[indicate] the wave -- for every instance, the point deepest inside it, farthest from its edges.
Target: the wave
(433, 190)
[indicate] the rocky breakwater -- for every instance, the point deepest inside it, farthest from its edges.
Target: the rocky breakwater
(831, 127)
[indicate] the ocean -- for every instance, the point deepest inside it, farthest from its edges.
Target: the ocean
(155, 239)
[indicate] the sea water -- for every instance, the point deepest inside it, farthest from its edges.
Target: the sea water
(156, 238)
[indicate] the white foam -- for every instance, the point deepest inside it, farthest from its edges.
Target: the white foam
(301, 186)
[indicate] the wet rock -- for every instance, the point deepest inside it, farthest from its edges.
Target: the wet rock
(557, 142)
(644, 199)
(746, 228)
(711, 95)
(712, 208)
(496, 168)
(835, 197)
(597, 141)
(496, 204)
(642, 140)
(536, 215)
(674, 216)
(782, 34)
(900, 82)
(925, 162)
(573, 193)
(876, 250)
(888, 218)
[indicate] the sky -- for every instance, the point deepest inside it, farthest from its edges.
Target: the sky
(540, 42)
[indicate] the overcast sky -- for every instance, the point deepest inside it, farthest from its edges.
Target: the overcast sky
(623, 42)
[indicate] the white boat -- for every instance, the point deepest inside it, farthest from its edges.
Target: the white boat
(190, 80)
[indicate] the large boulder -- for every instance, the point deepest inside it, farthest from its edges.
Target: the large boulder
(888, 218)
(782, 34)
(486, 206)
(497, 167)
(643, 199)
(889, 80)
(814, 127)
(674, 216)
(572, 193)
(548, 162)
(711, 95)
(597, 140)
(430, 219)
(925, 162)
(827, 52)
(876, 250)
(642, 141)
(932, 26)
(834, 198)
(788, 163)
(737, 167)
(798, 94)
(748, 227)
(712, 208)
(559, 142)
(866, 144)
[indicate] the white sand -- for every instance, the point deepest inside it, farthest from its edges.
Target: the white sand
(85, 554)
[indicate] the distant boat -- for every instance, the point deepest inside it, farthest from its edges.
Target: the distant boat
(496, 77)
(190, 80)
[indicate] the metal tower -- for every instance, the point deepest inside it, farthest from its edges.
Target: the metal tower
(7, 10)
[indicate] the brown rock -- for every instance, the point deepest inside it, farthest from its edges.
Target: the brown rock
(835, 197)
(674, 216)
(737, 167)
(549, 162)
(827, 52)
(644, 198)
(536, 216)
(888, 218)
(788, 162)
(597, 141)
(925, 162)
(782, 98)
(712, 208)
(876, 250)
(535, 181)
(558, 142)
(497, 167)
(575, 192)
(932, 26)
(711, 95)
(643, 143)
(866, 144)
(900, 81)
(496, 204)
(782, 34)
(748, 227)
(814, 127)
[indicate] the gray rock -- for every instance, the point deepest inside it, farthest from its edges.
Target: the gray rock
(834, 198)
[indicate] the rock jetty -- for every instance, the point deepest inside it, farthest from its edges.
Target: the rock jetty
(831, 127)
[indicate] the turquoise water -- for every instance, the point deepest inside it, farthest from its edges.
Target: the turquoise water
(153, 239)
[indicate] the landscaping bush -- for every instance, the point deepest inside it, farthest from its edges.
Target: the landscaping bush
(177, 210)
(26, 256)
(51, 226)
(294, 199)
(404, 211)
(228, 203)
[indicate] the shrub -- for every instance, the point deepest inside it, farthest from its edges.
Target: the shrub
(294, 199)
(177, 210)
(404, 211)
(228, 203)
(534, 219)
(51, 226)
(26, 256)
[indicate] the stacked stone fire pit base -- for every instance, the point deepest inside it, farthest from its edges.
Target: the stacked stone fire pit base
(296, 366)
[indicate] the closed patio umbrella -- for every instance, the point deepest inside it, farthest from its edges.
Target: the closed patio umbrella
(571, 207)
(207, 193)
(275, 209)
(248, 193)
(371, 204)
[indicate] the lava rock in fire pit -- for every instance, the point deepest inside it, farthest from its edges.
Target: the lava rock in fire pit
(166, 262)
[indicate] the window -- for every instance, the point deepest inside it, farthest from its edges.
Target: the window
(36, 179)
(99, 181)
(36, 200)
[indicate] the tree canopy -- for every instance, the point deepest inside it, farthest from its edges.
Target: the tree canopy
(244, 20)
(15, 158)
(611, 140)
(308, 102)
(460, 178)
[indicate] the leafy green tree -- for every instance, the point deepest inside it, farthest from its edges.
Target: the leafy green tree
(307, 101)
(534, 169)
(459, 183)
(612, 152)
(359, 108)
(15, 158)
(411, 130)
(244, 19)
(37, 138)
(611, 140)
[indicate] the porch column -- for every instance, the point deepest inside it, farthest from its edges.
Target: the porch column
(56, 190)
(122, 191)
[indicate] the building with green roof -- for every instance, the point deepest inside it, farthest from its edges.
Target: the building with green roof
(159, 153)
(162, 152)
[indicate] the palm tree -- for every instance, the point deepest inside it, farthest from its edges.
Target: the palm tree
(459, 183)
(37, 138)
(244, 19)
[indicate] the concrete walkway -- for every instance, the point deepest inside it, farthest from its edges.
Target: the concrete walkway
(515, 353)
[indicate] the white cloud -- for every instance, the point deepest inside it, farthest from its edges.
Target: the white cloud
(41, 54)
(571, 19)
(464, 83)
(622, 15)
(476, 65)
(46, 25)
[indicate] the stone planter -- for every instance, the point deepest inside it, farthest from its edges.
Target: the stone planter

__________________________________________________

**Task brief**
Write the listing out again, exactly as shown above.

**Answer to this task**
[indicate] the wave -- for every instance, the point deepest inside it, farthest from its edges.
Target: the wave
(433, 190)
[indicate] the rocky breakwater -- for every instance, the point deepest inside it, farthest from its edges.
Target: the rocky breakwater
(831, 127)
[indicate] the ocean -- for every instance, the point deepest inside it, farthest from its edges.
Target: the ocean
(155, 239)
[indicate] the sea water -- for every instance, the point deepest inside it, farthest from its edges.
Target: the sea water
(156, 238)
[indicate] the white foam -- for every instance, the point deepest inside it, farthest from its edges.
Target: the white foam
(301, 186)
[indicate] the wet rock -- for every instance, the point deepest inside it, farthest from its edges.
Target: the wet rock
(557, 142)
(644, 199)
(746, 228)
(711, 95)
(712, 208)
(496, 168)
(835, 197)
(597, 141)
(496, 204)
(642, 140)
(536, 215)
(674, 216)
(782, 34)
(900, 82)
(925, 162)
(573, 193)
(876, 250)
(888, 218)
[indicate] the sky -- for every instance, the point deepest inside it, farthest from its edges.
Target: the sky
(540, 42)
[indicate] the overcast sky -- for every instance, the point deepest inside it, farthest from its edges.
Target: the overcast sky
(623, 42)
[indicate] the white boat -- for every instance, the point deepest inside it, farthest from its edges.
Target: the white boat
(190, 80)
[indicate] the large boulder -- for every instance, the point deepest inside it, farthest from its edges.
Target: the large boulder
(888, 218)
(782, 34)
(486, 206)
(497, 167)
(643, 199)
(889, 80)
(814, 127)
(674, 216)
(572, 193)
(548, 162)
(711, 95)
(597, 140)
(430, 219)
(925, 162)
(827, 52)
(876, 250)
(642, 141)
(932, 26)
(834, 198)
(788, 163)
(737, 167)
(798, 94)
(748, 227)
(712, 208)
(559, 142)
(866, 144)
[indicate] the white sand -- for every instance, the point deepest inside it, farthest from its edges.
Target: the white sand
(85, 554)
[indicate] the distant boat -- for every instance, the point deepest inside it, farthest from its edges.
Target: the distant boat
(496, 77)
(190, 80)
[indicate] the metal tower -- for every instance, the point deepest inside it, farthest from its edges.
Target: the metal tower
(7, 10)
[indicate] the brown rock -- for every instance, the point deepest inside it, farthest from its edges.
Target: the brown rock
(835, 197)
(674, 216)
(737, 167)
(549, 162)
(827, 52)
(644, 198)
(536, 216)
(888, 218)
(788, 162)
(597, 141)
(925, 162)
(782, 98)
(712, 208)
(876, 250)
(535, 181)
(558, 142)
(497, 167)
(575, 192)
(932, 26)
(711, 95)
(643, 143)
(866, 144)
(900, 81)
(496, 204)
(782, 34)
(748, 227)
(814, 127)
[indicate] the gray rock -- for every instance, the point deepest inside it, farthest from its edges.
Target: the gray rock
(834, 198)
[indicate] the rock jetty -- for every instance, the point deepest inside it, farthest from its edges.
Target: the rock jetty
(831, 127)
[indicate] the turquoise water -- for every instance, the point deepest inside it, farthest from its edges.
Target: the turquoise water
(153, 239)
[indicate] the landscaping bush -- for every instance, the point deepest inside it, farthest from its edges.
Target: the landscaping bush
(177, 210)
(26, 256)
(51, 226)
(294, 199)
(404, 211)
(228, 203)
[indicate] the shrub -- for every instance, the point deepest inside it, farthest from its edges.
Target: the shrub
(294, 199)
(177, 210)
(404, 211)
(228, 203)
(534, 219)
(51, 226)
(26, 256)
[indicate] the stacked stone fire pit base -- for every instance, the point deepest inside it, farthest from its edges.
Target: the stacked stone fire pit base
(296, 366)
[indicate] the closed patio umbrella -- for every instance, the point deepest inside it, farthest from its edges.
Target: the closed patio umbrella
(571, 207)
(207, 193)
(275, 209)
(248, 193)
(371, 204)
[indicate] the lava rock in fire pit -- for every instance, the point deepest inside it, farthest from its edges.
Target: the lava rock in fire pit
(166, 262)
[indicate] the window -- for every instance, the point deepest inside it, farthest from its edges.
Target: the window
(36, 179)
(99, 181)
(36, 200)
[indicate] the tree canopy -- for every instance, the point deepest inside it, farthest from its edges.
Target: the tree canopy
(244, 20)
(15, 158)
(611, 140)
(308, 102)
(460, 178)
[indicate] the leafy green tree -- for every instance, the point deepest inside it, farthest from its edges.
Target: the leafy green tree
(307, 101)
(534, 169)
(459, 183)
(612, 152)
(359, 108)
(15, 158)
(411, 130)
(244, 19)
(37, 138)
(611, 140)
[indicate] the porch column -- for every instance, the point deepest inside it, farthest from its edges.
Target: the porch column
(56, 190)
(122, 191)
[indicate] the building with green roof -- for every instance, the point deepest inside it, farthest from its edges.
Target: the building with green roof
(159, 153)
(162, 152)
[indicate] the palm tree -- for every instance, the point deepest inside it, farthest from its edges.
Target: the palm tree
(459, 183)
(37, 138)
(244, 19)
[indicate] the concrete walkway -- for every instance, the point deepest inside it, farthest from its edges.
Target: the concrete walkway
(515, 353)
[indicate] the white cloud -- for every instance, the point deepest inside it, farthest from its edges.
Target: the white cloud
(41, 54)
(571, 19)
(464, 83)
(622, 15)
(476, 65)
(46, 25)
[indicate] the stone planter -- for every instance, the point deepest inside it, farthest from its edges.
Target: the stone planter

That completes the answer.